### Quoted passage
══════════

Shaub said he was “horrified” by an incident in which Trump’s lawyer asked if the President could file his financial disclosure form without signing it.

“You need to set a strong ethical tone from the top. Tone is everything in government ethics,” he said. “And what your appointees do is going to follow what you do. We’ve seen a number of incidents that I’ve tried to highlight over the past several months where they’re not following the traditional ethical tone and behaving in a way government officials always behave, and that has really hurt us along the way.”

On top of giving the appearance that he is “profiting from the presidency” by hosting foreign governmental events at his hotels, Shaub said the request from the President’s attorney about not signing financial disclosure forms was the “weirdest moment of my entire career.”

“I’ll give him credit that he filed his financial disclosure form voluntarily this year as past Presidents have done, so at least that’s one tradition that he stuck to. I was horrified when I sat across the table from his attorney and she asked me if he could file it without signing it to certify that it’s true,” he said. “I pointed out to her that millions of financial disclosure reports have been filed in the past four decades and every one of them has been certified as true, and I think we could ask that of our President.”

He said the President did eventually sign it, even though his lawyer tried to convince Shaub to accept it unsigned because signing is voluntary. He said he would like to see rules changed so that Presidents are required to release their tax forms as well.

══════════

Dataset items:
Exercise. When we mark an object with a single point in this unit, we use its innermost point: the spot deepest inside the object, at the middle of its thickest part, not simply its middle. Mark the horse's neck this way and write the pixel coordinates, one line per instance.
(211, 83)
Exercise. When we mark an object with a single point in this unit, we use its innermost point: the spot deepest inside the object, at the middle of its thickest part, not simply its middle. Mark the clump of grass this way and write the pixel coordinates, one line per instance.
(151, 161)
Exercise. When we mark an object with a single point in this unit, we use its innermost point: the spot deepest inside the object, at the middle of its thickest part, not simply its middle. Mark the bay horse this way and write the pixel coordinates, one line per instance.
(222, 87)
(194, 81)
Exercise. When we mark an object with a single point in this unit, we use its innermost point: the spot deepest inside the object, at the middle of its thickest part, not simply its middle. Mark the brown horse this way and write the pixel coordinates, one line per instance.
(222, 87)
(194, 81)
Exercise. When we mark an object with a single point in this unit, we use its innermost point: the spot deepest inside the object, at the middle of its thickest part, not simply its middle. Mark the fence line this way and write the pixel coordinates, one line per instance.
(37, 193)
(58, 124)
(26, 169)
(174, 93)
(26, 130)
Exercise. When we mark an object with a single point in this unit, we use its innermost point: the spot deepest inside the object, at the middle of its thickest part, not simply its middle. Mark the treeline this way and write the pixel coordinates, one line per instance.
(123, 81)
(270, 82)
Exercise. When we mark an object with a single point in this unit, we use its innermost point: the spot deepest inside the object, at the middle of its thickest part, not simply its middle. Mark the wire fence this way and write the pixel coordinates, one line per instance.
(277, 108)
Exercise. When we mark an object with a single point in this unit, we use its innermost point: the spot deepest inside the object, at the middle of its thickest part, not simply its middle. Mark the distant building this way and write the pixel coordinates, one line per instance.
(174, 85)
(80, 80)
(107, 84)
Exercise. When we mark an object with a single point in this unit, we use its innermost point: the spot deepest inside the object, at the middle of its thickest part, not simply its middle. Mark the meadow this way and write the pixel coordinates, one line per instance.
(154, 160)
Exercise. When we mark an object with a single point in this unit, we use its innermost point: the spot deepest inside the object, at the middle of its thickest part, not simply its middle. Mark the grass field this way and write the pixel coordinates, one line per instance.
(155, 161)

══════════

### Directions
1/ In the article about Shaub and presidential ethics, list the short phrases set in quotation marks within the writer's own sentences, leaving out the passages where an entire statement is quoted.
2/ Carry the article about Shaub and presidential ethics forward from its last sentence with one or two more paragraphs.

### Responses to the exercise
1/
- "horrified"
- "profiting from the presidency"
- "weirdest moment of my entire career."

2/
“It was truly the weirdest moment of my entire career. I practically had to pinch myself to make sure I was awake. I thought, ‘This is the embodiment of exactly how far we’ve departed from the ethical norms that the American people are entitled to expect their leaders to live up to,’” he said.

He also discussed his former office’s work to look at whether the President’s real estate holdings proved any type of conflict of interest for the Presidency, saying the “world of real estate is an entirely new thing.”

“I got to be honest with you, I don’t think we know 100 percent for sure that we understand what all of the underlying holdings are at OGE, but it met the disclosure requirements and, you know, technically the conflict of interest laws don’t apply even though Presidents have always followed them,” he said. “So we had to certify the report because it was good enough from a disclosure standpoint to meet the legal requirements, but I’m not sure that we fully understood everything in it.”